Only an exact copy of the listing below will do.

Exercise data >>
-- Opening Marker --

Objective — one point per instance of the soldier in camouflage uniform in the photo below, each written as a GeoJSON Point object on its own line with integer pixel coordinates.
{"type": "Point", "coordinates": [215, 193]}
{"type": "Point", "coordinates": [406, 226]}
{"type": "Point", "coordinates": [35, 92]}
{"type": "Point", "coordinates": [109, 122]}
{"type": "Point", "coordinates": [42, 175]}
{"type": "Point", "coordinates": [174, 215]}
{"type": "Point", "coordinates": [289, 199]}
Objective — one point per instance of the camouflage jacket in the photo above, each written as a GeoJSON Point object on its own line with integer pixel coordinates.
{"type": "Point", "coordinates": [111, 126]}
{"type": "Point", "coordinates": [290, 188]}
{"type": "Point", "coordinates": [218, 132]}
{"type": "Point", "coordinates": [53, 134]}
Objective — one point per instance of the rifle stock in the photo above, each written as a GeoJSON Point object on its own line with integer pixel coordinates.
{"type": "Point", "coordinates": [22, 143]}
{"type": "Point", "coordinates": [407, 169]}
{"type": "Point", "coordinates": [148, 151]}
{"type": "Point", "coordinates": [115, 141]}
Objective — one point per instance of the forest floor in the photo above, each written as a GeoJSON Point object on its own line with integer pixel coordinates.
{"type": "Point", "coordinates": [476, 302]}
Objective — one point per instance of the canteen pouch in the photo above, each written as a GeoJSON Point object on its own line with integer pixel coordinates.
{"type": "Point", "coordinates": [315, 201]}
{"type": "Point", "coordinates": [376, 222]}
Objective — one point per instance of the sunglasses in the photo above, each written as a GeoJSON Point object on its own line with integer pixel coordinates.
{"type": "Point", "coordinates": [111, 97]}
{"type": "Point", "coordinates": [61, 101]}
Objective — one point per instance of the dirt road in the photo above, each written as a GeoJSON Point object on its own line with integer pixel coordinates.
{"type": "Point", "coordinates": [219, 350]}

-- Closing Marker --

Solved problem >>
Objective — one point per instance of the soldier in camouflage uniform in the photo below, each written as a GeoJSON Point object on its own line with integer pixel coordinates.
{"type": "Point", "coordinates": [215, 193]}
{"type": "Point", "coordinates": [406, 226]}
{"type": "Point", "coordinates": [35, 92]}
{"type": "Point", "coordinates": [109, 122]}
{"type": "Point", "coordinates": [42, 175]}
{"type": "Point", "coordinates": [174, 215]}
{"type": "Point", "coordinates": [289, 199]}
Objective — one point per instance of the camouflage jacket in the photo above, each written as a GeoJSON Point object on its own line with integer pixel coordinates.
{"type": "Point", "coordinates": [111, 126]}
{"type": "Point", "coordinates": [290, 188]}
{"type": "Point", "coordinates": [218, 132]}
{"type": "Point", "coordinates": [53, 134]}
Objective — one point per instance of the rifle stock in the photo above, each written as a GeoJSON Point object on its own line with integer pixel coordinates.
{"type": "Point", "coordinates": [22, 143]}
{"type": "Point", "coordinates": [407, 169]}
{"type": "Point", "coordinates": [148, 151]}
{"type": "Point", "coordinates": [115, 141]}
Objective — one point per instance of the forest floor in the photo above, each written as a GeoJSON Point object on its own line with integer pixel coordinates.
{"type": "Point", "coordinates": [476, 302]}
Objective — one point per instance of the canteen pouch in the photo above, each written as a GeoJSON Point object on its own line with integer pixel coordinates.
{"type": "Point", "coordinates": [315, 201]}
{"type": "Point", "coordinates": [376, 222]}
Objective — one point per instance of the sunglasses in the photo above, each written as a GeoJSON Point object on its own line with integer pixel coordinates.
{"type": "Point", "coordinates": [111, 97]}
{"type": "Point", "coordinates": [61, 101]}
Objective — one point per instance of the dirt road in the photo above, each written as a GeoJSON Point object on its own line with integer pixel coordinates.
{"type": "Point", "coordinates": [219, 350]}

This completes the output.